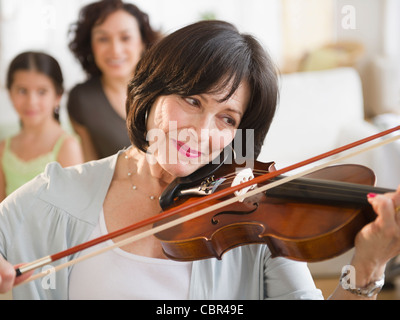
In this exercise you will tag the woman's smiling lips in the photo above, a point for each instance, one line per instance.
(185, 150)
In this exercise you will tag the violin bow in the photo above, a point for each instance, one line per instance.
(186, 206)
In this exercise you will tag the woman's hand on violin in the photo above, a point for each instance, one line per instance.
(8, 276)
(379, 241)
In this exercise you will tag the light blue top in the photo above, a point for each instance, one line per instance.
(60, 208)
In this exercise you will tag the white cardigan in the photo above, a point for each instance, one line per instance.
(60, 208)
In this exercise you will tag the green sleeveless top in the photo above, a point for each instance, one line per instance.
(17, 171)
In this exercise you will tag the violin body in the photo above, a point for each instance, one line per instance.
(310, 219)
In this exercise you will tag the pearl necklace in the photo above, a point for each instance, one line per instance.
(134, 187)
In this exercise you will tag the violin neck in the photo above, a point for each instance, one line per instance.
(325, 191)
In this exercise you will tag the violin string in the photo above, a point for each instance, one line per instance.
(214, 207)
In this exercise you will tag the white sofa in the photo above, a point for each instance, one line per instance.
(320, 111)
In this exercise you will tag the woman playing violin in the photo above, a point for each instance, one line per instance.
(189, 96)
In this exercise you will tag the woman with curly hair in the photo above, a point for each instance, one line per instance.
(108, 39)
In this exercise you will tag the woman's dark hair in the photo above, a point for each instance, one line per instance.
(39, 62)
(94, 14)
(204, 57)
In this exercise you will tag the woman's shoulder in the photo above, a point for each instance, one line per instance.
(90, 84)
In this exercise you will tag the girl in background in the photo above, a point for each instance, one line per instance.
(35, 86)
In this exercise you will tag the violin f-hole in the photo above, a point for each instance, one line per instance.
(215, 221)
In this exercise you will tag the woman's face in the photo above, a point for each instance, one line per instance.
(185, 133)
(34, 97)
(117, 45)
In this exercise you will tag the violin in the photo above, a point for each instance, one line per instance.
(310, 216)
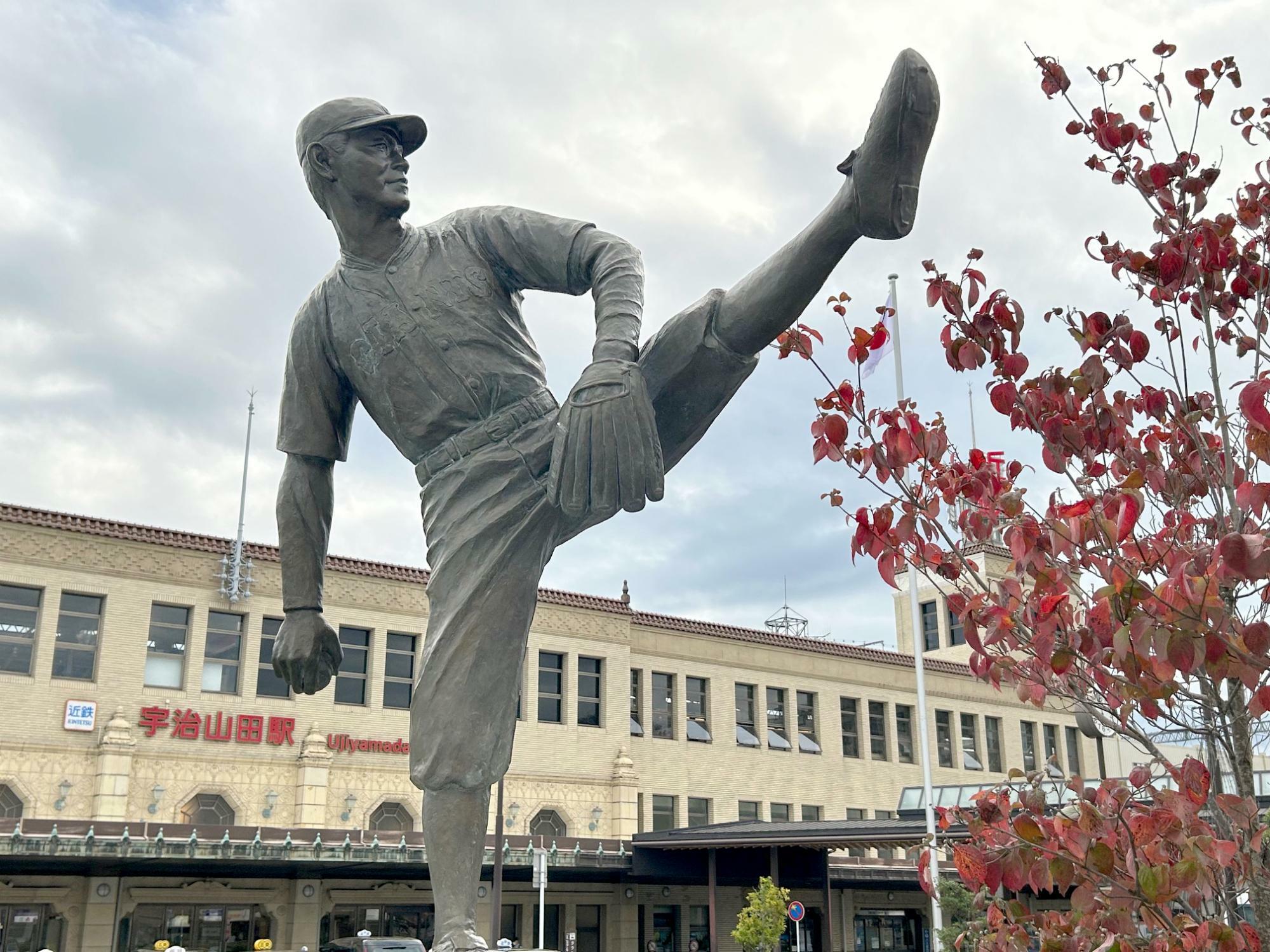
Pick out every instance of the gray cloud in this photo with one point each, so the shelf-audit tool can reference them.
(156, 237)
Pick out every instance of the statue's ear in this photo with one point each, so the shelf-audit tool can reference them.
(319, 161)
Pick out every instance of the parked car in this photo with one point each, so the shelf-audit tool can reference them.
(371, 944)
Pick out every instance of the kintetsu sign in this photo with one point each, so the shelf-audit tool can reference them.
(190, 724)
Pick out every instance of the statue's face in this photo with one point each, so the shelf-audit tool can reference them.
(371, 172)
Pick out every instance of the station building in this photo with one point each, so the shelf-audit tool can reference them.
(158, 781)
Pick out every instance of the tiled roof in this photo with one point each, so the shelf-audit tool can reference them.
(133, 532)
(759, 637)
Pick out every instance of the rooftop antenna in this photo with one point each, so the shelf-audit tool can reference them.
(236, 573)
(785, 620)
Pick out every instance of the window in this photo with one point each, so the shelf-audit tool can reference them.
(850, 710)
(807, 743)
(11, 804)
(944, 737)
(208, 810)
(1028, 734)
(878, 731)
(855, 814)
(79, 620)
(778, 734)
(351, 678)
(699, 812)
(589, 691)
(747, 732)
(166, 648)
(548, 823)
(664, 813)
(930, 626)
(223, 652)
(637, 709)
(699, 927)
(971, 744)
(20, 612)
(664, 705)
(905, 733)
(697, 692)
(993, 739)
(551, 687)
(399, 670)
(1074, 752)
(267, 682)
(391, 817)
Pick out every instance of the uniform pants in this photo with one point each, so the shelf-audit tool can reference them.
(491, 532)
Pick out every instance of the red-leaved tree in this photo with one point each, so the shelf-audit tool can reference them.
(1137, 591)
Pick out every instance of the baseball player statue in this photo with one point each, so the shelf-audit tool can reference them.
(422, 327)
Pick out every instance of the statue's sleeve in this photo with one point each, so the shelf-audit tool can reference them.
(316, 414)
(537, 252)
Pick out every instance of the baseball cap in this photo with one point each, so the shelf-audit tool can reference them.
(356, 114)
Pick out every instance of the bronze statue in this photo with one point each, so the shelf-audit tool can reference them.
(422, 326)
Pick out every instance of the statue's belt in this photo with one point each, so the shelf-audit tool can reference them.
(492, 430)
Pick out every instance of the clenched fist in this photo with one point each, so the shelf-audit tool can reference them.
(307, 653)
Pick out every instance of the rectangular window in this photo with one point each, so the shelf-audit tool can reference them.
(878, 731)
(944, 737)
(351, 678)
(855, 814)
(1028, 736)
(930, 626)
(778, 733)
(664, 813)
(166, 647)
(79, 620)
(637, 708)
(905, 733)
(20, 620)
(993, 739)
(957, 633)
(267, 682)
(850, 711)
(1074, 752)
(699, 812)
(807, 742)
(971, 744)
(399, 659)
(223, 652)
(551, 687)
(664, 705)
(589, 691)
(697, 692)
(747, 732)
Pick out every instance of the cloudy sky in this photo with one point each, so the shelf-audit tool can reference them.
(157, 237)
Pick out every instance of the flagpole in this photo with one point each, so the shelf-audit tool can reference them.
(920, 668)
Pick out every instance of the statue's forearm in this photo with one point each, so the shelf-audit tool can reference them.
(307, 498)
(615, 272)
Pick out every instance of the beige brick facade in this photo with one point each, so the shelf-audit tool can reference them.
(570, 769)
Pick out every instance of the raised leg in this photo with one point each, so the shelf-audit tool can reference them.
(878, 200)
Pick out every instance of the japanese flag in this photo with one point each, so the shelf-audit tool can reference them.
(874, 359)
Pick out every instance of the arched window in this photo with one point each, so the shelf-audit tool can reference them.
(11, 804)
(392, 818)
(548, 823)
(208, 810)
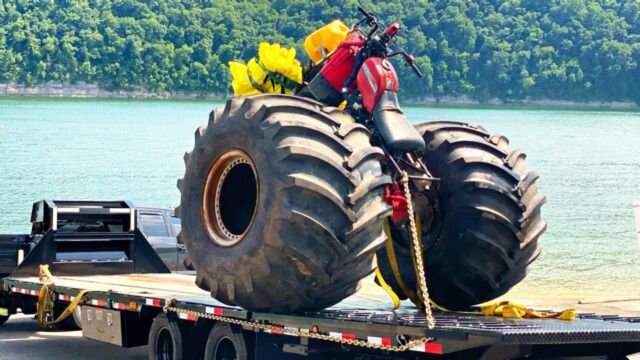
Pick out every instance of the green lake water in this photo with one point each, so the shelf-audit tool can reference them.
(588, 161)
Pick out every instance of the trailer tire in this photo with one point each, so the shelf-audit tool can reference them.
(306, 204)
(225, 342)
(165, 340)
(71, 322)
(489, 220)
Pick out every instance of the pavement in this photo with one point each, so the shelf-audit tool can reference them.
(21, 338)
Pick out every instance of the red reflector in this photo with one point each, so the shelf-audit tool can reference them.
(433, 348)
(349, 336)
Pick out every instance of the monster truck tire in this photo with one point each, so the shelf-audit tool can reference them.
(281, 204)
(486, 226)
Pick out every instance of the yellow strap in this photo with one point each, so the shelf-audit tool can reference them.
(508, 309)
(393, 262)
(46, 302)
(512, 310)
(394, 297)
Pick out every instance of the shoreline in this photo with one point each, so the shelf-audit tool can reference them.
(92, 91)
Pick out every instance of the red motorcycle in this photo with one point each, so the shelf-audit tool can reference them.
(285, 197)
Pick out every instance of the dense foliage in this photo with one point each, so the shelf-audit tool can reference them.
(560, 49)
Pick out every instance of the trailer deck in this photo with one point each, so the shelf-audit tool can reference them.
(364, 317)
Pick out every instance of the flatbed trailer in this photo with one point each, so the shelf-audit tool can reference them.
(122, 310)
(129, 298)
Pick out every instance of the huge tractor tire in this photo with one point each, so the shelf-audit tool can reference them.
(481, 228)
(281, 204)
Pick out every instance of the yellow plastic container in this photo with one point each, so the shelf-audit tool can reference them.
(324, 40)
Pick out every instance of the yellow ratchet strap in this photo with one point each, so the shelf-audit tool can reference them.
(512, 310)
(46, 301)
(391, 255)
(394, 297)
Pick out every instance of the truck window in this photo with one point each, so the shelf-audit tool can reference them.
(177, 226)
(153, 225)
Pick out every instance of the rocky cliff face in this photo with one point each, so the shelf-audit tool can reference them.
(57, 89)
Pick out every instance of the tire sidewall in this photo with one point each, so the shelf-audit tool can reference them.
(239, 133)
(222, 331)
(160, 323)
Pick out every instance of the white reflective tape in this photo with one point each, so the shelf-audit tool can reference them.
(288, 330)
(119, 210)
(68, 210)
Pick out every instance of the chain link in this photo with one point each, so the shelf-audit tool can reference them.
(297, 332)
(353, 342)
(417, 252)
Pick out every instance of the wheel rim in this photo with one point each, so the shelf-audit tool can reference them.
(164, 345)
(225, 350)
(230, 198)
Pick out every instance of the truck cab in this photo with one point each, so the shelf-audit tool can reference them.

Exercise objective
Write out word for word every line from the one containing "Pick out every instance of the wheel" through the last line of the data, and no other line.

Output of the exercise
Pick out every instance of the wheel rim in this photo with one point each, so the shelf-audit tool can reference them.
(164, 345)
(225, 350)
(230, 198)
Pick out every instance of the truck cab in this photo with one point each, so the shelf-audit tool can reference them.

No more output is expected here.